The last objective may seem disconnected from the others. Neither law enforcement nor criminal justice, however, can be reformed without broader societal reform. I have already briefly touched on education. Here, I touch on healthcare. Healthcare impacts the full range of human life from birth to death. Healthcare professionals are esteemed and the impact of their opinions can be humanizing or dehumanizing.
Further, the efficient delivery of health care services has a huge impact on employment. Today, health care services make up almost 20% of gross domestic product. To whatever degree this financial burden can be reduced on employers, meaningful employment has the opportunity to grow.
Currently, patients may have access to certain parts of their medical records, but they do not own them. Medical records are generally owned by the healthcare professional who created them. It is dehumanizing to request a record that would not exist without the requestor only to be denied the record or to be constructively denied the record through an exorbitant research or copying fee. A federal law establishing individual ownership of medical records and limiting the cost of access to those medical records to the actual copying cost empowers patients to control healthcare information that is intrinsically theirs.
Next, express authorization for medical expenses should be required from patients. Many patients visit a healthcare professional and receive an invoice a week or so later from another healthcare professional or entity that they have never heard of and often cannot explain. The patient may have signed a blanket authorization which technically authorizes the expense, but this is a long way from collaborating with the patient about their health care expenses. Patients should be empowered to choose their own laboratory provider, MRI or CAT scan provider, and so forth. Even if patients choose to defer to their primary care professional, empowering patients to make these decisions is humanizing.

# Given records
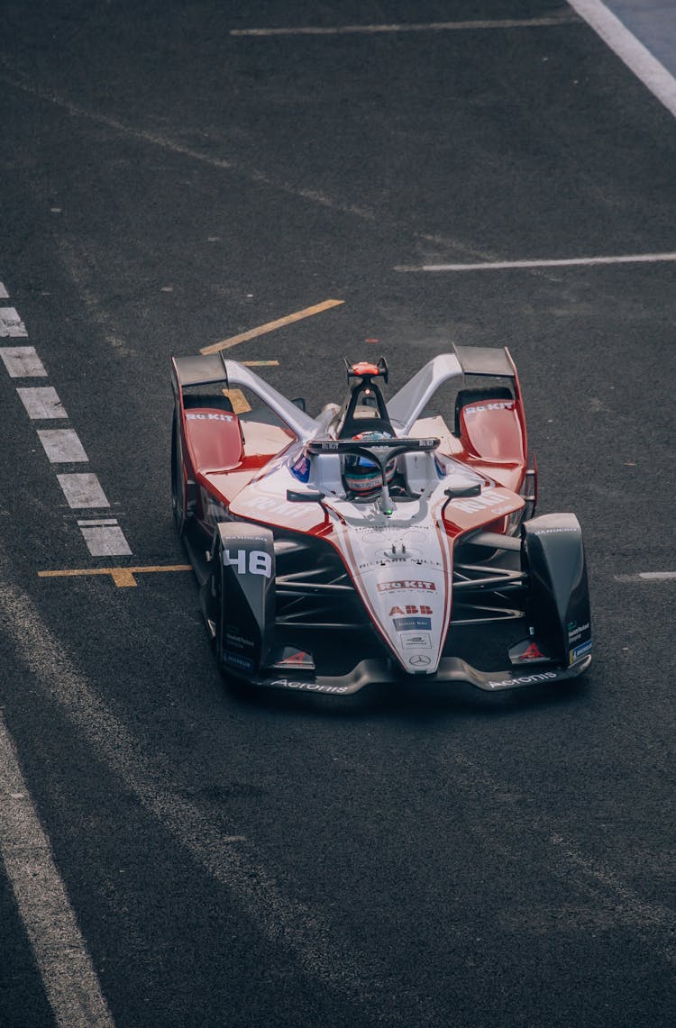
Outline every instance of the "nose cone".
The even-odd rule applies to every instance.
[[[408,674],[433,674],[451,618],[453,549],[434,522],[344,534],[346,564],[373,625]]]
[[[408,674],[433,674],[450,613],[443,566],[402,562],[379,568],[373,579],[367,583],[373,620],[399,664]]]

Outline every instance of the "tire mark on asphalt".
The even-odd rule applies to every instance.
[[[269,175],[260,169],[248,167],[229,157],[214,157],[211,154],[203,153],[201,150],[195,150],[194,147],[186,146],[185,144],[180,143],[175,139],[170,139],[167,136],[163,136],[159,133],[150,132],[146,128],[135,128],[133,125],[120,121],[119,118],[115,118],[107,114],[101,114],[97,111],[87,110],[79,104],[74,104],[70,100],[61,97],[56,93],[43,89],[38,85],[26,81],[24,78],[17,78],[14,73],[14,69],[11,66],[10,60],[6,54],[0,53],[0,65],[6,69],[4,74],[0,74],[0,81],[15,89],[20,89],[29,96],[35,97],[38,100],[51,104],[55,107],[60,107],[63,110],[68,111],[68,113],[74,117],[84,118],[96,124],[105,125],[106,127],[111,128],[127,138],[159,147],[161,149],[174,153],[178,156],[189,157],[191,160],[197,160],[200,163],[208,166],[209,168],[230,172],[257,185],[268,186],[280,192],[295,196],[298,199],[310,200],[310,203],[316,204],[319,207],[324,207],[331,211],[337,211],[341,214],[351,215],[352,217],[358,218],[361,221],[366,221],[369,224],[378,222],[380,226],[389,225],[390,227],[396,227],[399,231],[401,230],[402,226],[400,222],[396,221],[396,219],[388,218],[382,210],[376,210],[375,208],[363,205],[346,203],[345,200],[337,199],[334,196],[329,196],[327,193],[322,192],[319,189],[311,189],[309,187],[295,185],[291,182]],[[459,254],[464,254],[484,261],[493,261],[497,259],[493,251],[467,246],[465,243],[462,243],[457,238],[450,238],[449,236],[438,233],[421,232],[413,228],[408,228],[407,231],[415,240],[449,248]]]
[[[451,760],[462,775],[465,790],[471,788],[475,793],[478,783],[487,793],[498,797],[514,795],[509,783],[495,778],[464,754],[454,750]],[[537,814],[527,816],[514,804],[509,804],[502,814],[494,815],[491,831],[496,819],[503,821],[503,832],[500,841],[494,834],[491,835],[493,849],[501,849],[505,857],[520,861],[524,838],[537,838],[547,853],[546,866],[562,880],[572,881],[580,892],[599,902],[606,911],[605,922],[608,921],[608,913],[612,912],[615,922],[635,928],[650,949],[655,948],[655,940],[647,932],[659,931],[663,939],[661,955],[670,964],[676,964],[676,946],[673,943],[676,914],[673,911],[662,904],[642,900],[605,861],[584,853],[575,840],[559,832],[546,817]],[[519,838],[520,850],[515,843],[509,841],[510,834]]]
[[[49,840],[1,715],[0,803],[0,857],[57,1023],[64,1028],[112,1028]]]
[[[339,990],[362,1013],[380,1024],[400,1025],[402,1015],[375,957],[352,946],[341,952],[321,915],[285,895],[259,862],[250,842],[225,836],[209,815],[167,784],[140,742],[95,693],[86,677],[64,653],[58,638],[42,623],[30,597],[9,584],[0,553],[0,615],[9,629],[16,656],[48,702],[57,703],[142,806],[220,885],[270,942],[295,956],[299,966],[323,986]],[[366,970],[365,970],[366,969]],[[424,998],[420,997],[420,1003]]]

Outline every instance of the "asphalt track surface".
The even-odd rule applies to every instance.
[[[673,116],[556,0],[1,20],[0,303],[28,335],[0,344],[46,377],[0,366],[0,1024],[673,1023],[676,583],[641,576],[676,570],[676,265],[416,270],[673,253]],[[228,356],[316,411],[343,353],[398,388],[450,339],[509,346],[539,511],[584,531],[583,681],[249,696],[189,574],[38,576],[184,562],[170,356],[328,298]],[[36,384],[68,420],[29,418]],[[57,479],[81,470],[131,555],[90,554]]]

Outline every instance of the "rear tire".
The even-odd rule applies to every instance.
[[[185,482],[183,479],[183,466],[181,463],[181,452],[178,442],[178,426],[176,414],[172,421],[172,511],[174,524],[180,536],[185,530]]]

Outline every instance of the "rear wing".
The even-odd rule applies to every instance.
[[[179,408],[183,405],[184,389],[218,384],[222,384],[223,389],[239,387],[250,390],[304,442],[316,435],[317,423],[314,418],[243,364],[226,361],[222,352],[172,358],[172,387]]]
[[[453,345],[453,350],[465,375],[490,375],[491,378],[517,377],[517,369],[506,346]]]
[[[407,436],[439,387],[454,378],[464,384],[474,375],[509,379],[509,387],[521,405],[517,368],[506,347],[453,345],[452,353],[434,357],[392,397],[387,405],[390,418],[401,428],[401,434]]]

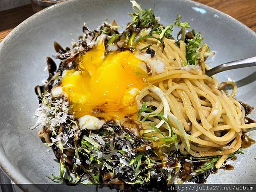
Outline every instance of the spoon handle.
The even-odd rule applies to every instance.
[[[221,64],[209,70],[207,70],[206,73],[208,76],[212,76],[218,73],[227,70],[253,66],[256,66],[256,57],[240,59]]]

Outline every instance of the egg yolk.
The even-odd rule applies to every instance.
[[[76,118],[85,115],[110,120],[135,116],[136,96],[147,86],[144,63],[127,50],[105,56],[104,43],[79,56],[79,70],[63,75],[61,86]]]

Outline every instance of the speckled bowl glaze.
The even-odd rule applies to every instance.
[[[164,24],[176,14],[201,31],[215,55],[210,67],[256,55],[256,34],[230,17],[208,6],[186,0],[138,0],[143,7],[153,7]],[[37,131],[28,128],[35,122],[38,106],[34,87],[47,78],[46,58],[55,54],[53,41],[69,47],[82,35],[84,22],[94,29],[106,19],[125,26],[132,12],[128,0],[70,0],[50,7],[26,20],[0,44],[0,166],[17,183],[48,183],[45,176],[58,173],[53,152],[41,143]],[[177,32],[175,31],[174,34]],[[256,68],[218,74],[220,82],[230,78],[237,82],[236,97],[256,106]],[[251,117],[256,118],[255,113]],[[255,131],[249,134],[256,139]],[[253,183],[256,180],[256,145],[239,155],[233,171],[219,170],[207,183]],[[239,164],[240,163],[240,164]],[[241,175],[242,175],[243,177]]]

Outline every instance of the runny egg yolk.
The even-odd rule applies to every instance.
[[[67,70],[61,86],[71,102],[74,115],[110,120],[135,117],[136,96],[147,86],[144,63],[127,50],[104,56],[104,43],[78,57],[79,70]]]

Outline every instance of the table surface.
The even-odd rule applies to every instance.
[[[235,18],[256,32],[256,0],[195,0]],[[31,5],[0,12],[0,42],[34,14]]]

...

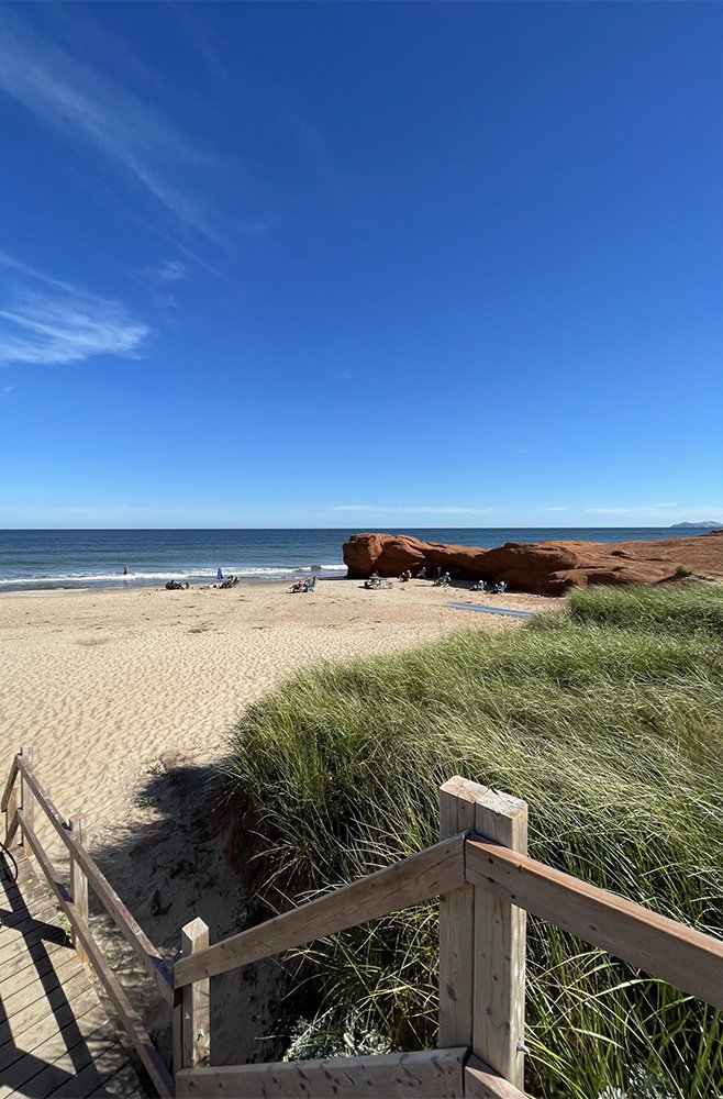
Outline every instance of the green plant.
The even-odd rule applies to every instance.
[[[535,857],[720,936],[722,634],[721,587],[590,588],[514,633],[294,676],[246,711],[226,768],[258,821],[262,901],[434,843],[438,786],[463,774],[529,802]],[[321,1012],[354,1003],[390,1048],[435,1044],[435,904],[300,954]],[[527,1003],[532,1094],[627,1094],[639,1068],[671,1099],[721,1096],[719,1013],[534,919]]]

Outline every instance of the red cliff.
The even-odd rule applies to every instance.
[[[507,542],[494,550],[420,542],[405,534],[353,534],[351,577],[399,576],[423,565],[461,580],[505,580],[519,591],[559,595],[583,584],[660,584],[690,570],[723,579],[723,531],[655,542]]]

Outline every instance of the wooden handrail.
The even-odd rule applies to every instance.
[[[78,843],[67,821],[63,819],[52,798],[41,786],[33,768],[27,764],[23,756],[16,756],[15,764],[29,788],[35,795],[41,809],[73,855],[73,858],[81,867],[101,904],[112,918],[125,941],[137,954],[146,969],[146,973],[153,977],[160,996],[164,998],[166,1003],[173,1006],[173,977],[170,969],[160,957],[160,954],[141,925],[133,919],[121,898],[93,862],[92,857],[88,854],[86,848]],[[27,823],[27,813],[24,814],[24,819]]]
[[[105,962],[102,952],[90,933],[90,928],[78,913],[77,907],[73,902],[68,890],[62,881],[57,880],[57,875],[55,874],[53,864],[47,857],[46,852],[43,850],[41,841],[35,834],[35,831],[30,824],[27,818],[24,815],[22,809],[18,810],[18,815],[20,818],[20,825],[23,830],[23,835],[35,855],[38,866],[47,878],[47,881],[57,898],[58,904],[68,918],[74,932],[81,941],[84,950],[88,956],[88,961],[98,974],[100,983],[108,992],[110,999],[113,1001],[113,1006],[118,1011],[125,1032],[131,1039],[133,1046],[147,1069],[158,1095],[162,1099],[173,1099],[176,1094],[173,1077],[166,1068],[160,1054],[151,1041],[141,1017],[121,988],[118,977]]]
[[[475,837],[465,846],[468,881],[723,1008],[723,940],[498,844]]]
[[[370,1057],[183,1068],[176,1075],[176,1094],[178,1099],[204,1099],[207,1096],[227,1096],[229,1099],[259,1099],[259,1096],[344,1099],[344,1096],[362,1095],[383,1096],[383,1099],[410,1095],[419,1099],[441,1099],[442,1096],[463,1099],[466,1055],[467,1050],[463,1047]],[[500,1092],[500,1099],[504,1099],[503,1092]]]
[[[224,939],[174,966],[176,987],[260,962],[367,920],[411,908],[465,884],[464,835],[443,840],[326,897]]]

--

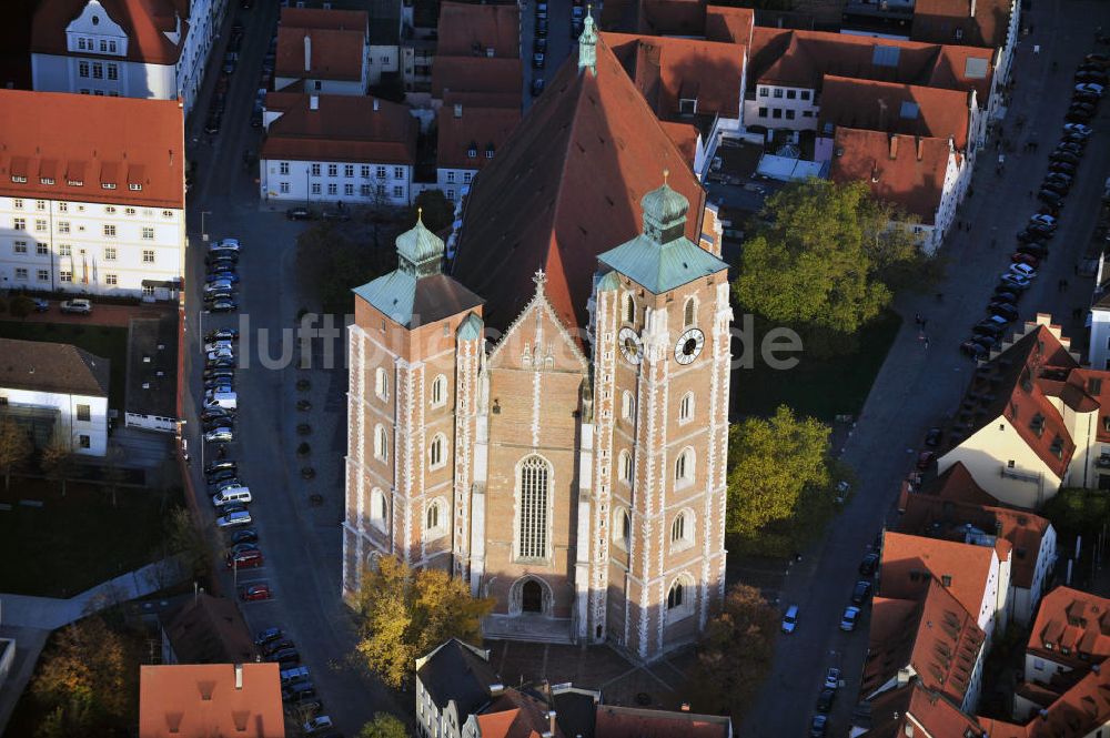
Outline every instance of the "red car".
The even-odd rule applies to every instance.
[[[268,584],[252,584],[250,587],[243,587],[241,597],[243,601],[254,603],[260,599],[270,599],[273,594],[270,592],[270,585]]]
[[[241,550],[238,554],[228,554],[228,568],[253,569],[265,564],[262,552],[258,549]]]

# Work order A
According to the healthcare passage, who generally owns medical records?
# Work order B
Carry on the healthcare passage from its final sentence.
The listing comes from a source unrelated to the healthcare passage.

# Response area A
The healthcare professional who created them.

# Response area B
Likewise, patients should be able to make informed decisions about their healthcare providers. Currently, any incident which results in disciplinary action, legal action, or financial settlement by a medical doctor is reported to a national database. This database is kept private from the general public, patients, and prospective patients. This database should be made public for any medical doctor who is licensed by a government entity or paid by the government through payment such as Medicaid or medicare.
Today, almost every state limits the amount of civil damages against healthcare professionals who commit malpractice. Further, they are afforded additional due process protections that are not enjoyed by all other citizens. For example, there are restrictions on the type of evidence that can be used against them. Often, the burden of proof is higher to prove against healthcare professionals or a higher evidentiary standard is required to prove a case against them. There are certain societal pressures, such as expanded healthcare access, that may justify these damage limits and due process protections. Even so, there is no correlated limit on healthcare professional income. If a person who has been harmed by a healthcare professional is going to be limited in their ability to seek redress, there should be a correlated limit on the healthcare professionals’ income.